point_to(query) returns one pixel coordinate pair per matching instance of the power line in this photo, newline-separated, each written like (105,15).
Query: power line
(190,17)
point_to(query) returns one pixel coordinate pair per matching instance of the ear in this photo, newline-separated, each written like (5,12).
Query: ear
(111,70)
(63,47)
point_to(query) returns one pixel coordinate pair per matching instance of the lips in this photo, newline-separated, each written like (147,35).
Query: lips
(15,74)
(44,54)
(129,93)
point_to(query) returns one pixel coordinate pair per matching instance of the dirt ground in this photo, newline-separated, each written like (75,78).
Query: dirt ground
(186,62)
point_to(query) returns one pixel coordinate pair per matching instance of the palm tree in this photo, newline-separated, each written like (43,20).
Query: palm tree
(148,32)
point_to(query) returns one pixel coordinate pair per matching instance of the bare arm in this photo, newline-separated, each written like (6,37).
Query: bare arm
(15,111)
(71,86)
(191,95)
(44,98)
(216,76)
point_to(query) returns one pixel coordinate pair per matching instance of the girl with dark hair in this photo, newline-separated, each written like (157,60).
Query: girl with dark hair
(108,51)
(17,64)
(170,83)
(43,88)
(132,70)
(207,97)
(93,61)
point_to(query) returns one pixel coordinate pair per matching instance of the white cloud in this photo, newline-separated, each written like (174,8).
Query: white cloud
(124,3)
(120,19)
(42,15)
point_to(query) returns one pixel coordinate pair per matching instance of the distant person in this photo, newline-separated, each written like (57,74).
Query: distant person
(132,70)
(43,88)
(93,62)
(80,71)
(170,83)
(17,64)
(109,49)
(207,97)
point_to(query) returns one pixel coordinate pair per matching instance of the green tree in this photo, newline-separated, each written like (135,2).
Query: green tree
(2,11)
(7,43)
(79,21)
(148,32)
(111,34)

☆ ☆ ☆ ☆ ☆

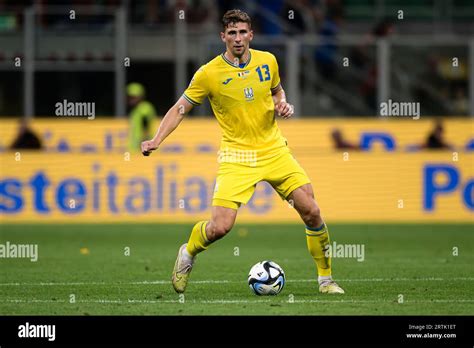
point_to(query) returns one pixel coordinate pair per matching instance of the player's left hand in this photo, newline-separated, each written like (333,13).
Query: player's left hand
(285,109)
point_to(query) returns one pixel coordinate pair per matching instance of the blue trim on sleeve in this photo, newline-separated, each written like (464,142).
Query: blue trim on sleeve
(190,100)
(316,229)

☆ ☆ ☆ ☆ ☆

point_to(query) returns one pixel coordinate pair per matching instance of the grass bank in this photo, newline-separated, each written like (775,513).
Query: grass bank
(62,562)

☆ ☆ ☆ ☆ ☆

▶ **Task statement**
Pull out each line of the rows above that contains the string "blue", matching case exactly.

▶ **Exercise response**
point_to(query) returns one pixel coordinate pair per matching instance of the blue trim on sleeve in this photo, newline-separated, each written like (464,142).
Query: blue trim on sleeve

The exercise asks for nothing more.